RECORD EXTRACTS
= Beginning of Section =

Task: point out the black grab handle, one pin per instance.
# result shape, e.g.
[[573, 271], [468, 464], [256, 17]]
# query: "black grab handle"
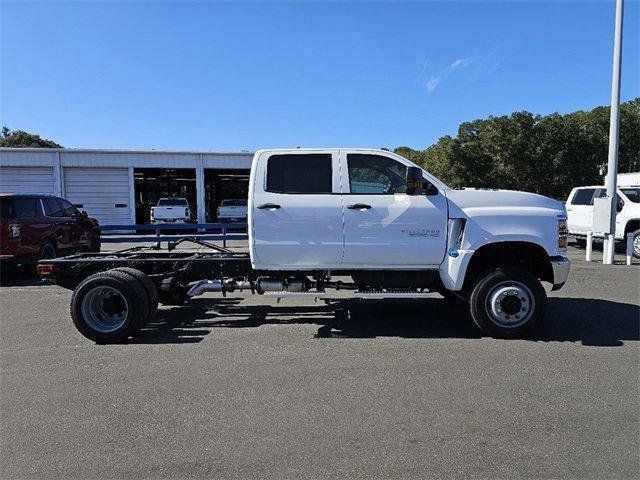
[[269, 206]]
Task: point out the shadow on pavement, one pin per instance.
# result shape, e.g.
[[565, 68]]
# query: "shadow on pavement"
[[592, 322]]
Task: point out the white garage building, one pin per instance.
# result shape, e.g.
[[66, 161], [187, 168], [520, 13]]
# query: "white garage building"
[[117, 187]]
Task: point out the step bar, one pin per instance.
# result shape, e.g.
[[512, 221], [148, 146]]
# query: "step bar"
[[364, 294]]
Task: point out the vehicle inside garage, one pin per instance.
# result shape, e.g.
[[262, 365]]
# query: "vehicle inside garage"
[[223, 184], [151, 184]]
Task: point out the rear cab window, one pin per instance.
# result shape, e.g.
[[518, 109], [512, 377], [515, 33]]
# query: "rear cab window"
[[52, 208], [18, 207], [309, 173], [632, 194], [583, 196], [173, 202]]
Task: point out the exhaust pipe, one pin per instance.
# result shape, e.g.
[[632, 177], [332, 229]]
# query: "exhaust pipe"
[[229, 285], [205, 286]]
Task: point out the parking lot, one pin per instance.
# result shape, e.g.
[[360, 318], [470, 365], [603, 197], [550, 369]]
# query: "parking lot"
[[241, 388]]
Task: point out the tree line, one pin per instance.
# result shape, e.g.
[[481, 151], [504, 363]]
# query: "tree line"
[[546, 154]]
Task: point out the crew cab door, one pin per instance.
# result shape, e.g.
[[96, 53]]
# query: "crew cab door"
[[384, 227], [295, 213]]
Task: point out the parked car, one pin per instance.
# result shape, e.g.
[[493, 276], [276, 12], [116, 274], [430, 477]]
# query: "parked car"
[[34, 227], [171, 210], [232, 211], [580, 213]]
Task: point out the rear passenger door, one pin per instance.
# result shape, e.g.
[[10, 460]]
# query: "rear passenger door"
[[60, 226], [384, 227], [296, 211]]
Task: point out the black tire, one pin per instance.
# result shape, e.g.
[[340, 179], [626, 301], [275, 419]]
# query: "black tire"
[[95, 245], [129, 303], [501, 299], [149, 287]]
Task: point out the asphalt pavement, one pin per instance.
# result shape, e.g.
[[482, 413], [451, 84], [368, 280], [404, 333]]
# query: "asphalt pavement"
[[244, 388]]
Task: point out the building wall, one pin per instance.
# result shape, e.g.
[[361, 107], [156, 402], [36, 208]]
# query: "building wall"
[[96, 178]]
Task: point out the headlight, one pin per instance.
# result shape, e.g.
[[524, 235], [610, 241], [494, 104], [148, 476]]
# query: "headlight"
[[563, 234]]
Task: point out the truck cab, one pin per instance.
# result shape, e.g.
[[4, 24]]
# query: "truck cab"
[[579, 207]]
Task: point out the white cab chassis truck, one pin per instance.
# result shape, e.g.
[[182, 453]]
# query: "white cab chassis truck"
[[367, 222]]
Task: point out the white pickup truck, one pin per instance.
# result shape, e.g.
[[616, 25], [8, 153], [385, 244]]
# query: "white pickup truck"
[[171, 210], [580, 213], [365, 221]]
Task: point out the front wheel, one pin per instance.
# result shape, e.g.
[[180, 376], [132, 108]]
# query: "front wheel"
[[109, 307], [507, 302]]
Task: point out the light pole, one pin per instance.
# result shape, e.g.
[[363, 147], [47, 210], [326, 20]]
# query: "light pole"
[[614, 123]]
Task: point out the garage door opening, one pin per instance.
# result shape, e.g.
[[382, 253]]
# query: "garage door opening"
[[151, 184], [222, 185]]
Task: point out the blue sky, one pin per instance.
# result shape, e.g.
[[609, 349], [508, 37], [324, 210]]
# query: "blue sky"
[[232, 76]]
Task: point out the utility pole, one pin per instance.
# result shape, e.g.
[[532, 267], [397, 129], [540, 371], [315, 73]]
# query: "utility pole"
[[614, 123]]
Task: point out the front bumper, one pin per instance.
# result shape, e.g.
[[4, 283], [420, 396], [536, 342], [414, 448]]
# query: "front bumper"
[[561, 266]]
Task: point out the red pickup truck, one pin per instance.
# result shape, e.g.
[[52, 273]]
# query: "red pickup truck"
[[33, 227]]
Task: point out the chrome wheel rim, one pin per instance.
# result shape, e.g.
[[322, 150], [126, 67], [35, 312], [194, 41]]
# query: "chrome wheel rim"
[[104, 309], [510, 304]]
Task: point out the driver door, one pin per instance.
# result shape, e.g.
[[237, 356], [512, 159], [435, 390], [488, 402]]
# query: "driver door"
[[383, 226]]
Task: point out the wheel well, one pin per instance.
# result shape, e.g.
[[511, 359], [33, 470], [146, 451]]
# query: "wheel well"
[[528, 256], [631, 226]]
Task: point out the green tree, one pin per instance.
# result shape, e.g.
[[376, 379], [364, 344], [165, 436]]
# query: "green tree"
[[547, 154], [22, 139]]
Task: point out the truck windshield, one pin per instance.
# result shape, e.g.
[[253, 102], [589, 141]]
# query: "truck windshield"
[[633, 194], [172, 202]]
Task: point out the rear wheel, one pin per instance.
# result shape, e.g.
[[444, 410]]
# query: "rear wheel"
[[507, 302], [109, 307], [149, 288]]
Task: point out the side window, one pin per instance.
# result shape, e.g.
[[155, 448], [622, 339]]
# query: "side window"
[[52, 207], [375, 174], [24, 207], [68, 210], [309, 173], [583, 196]]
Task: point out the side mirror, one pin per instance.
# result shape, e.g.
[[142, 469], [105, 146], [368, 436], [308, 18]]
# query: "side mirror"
[[415, 182], [417, 185]]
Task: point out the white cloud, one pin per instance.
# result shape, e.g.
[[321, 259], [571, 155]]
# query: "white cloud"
[[436, 80], [432, 84], [459, 63]]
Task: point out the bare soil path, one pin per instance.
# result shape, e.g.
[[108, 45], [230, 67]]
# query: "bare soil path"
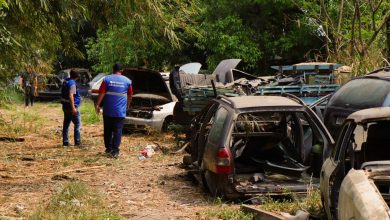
[[33, 170]]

= End of Section =

PROBLEM DESCRIPTION
Omit all pictures while transcribing the entries verbatim.

RESPONSE TO THIS EXERCISE
Task: point out the black grab handle, one pin per instance.
# result shape, e.g.
[[573, 271], [468, 464], [256, 17]]
# query: "black grab handle"
[[269, 206]]
Task: point out the shadow on pavement, one pin per instance.
# result shape, e.g.
[[565, 68]]
# query: "shadow on pavement"
[[592, 322]]
Task: point out the white garage building, one pin per instance.
# result shape, e.g.
[[66, 161], [187, 168], [520, 13]]
# query: "white garage building"
[[117, 187]]
Task: point out the step bar, one pin per instance.
# result shape, e.g.
[[512, 221], [148, 146]]
# query: "step bar"
[[364, 294]]
Task: point out the vehicle inside garage, one pin per instance.
# result shape, e.g.
[[262, 365]]
# query: "vehicle inside garage"
[[223, 184], [151, 184]]
Task: point out the rear cab window, one pin per instance.
# result shape, e.g.
[[518, 109], [512, 377], [515, 33]]
# query: "rear cab window"
[[52, 208], [18, 207], [309, 173], [632, 194], [583, 196], [173, 202]]
Task: point out the exhaust pipe, one pin per instance.
# result shape, e.g.
[[632, 177], [332, 229]]
# query: "exhaust pipe"
[[229, 285], [205, 286]]
Task: point out the parking lot, one pin per instance.
# result shape, e.g.
[[360, 318], [470, 365], [603, 197], [550, 369]]
# query: "parking lot"
[[241, 388]]
Task: point out the tree line, one pin per instance.
# result shape, e.g.
[[481, 151], [504, 363]]
# query: "tree line"
[[546, 154]]
Task: point out the crew cab door, one pin per instance.
# result shape, e.g.
[[96, 53]]
# query: "crew cab door"
[[384, 227], [295, 213]]
Task: point out the parked car, one pin per instance.
# result shape, e.g.
[[493, 276], [276, 12], [116, 274], [430, 477]]
# query: "parked car"
[[34, 227], [171, 210], [232, 211], [580, 213]]
Task: point out the rear passenger door, one pin per instance.
# result shape, e.g.
[[10, 460]]
# query: "rear passenger door"
[[60, 226], [384, 227], [296, 211]]
Task: point out the black tire, one pin per instance.
# result shape, e.g.
[[340, 179], [626, 301], [275, 419]]
# query: "black tire"
[[95, 245], [129, 303], [501, 299], [149, 287]]
Task: point out the asphalt pavement, one pin per instance.
# result shape, e.g.
[[482, 413], [451, 84], [368, 280], [404, 333]]
# query: "asphalt pavement"
[[244, 388]]
Task: point out the building wall, one pin per instance.
# result shape, e.g.
[[361, 107], [156, 402], [36, 208]]
# query: "building wall"
[[96, 178]]
Task: point out the headlight, one pin per instance.
# result shape, e.g.
[[524, 235], [610, 241], [494, 104], [148, 476]]
# query: "headlight"
[[563, 234]]
Task: point out the truck cab, one pin per instance.
# result shape, e.g.
[[4, 24]]
# query: "truck cab"
[[579, 207]]
Task: point out the white cab chassis truck, one pin per instance.
# result shape, e.g.
[[182, 453]]
# query: "white cab chassis truck"
[[367, 222]]
Task: point out the white pickup truck, one pin per instance.
# result shape, e.g.
[[616, 25], [8, 153], [385, 244]]
# query: "white pickup truck"
[[171, 210], [580, 213], [365, 221]]
Task: point out the front wheel, one pin per instance.
# result shape, e.g.
[[180, 376], [132, 108]]
# query: "front wheel"
[[109, 307], [507, 302]]
Task: point out the light pole, one pin per instance.
# result shape, e.g.
[[363, 147], [47, 210], [326, 20]]
# query: "light pole"
[[614, 123]]
Task: point out the garage door opening, one pin per instance.
# result shape, e.g.
[[382, 253]]
# query: "garage door opening"
[[151, 184], [222, 185]]
Task: point out the blue sky, one pin per instance.
# result shape, e.g.
[[609, 349], [508, 37], [324, 210]]
# query: "blue sky"
[[232, 76]]
Task: point out the utility pole, one pin per instance.
# result shape, e.g.
[[532, 267], [397, 129], [540, 371], [315, 73]]
# query: "utility pole"
[[614, 123]]
Task: point out the front bumper, one pin per instance.
# result shape, e.g.
[[4, 283], [420, 396], [536, 342], [414, 448]]
# query: "front bumper"
[[561, 266]]
Task: point out the red pickup truck, one pin per instance.
# result shape, e.g.
[[52, 273]]
# query: "red pickup truck"
[[33, 227]]
Task: point out the chrome wheel rim, one pin per instance.
# result shape, e.g.
[[322, 150], [126, 67], [35, 312], [194, 41]]
# query: "chrome wheel rim"
[[104, 309], [510, 304]]
Task: point out the driver door, one pin per instance.
# result shape, e.g.
[[237, 356], [512, 159], [435, 390], [488, 402]]
# query: "driver door"
[[383, 226]]
Task: point out the wheel well, one pin per instance.
# result shape, e.g.
[[511, 359], [33, 470], [146, 451]]
# query: "wheel well"
[[528, 256], [631, 226]]
Task: point out the green tree, one pin per instance.
# result shape, e.g.
[[376, 379], [364, 344], [165, 436]]
# query: "green tree"
[[547, 154], [22, 139]]
Task: point out the truck windshield, one pin per instance.
# result shape, e.g.
[[253, 102], [589, 141]]
# query: "truck windshield"
[[633, 194], [172, 202]]
Task: point out the rear wheel, one pin per instance.
# result shape, e.g.
[[444, 410]]
# query: "rear wheel"
[[507, 302], [109, 307], [149, 288]]
Task: point out the side window, one pin per instance.
# result shape, e.g.
[[155, 448], [622, 339]]
# query: "side window"
[[52, 207], [375, 174], [24, 207], [68, 210], [309, 173], [583, 196]]
Task: point out the side mirror, one pin per instance.
# result shape, e.g.
[[142, 469], [105, 146], [368, 436], [308, 18]]
# query: "side mirror"
[[415, 182], [417, 185]]
Task: point out the white cloud, one pin per instance.
# result shape, e.g.
[[321, 259], [571, 155]]
# query: "white cloud"
[[436, 80], [432, 84], [459, 63]]
Task: point out the bare soil path, one pin per instance.
# result shape, e.g.
[[108, 45], [230, 67]]
# query: "bare soil path"
[[33, 170]]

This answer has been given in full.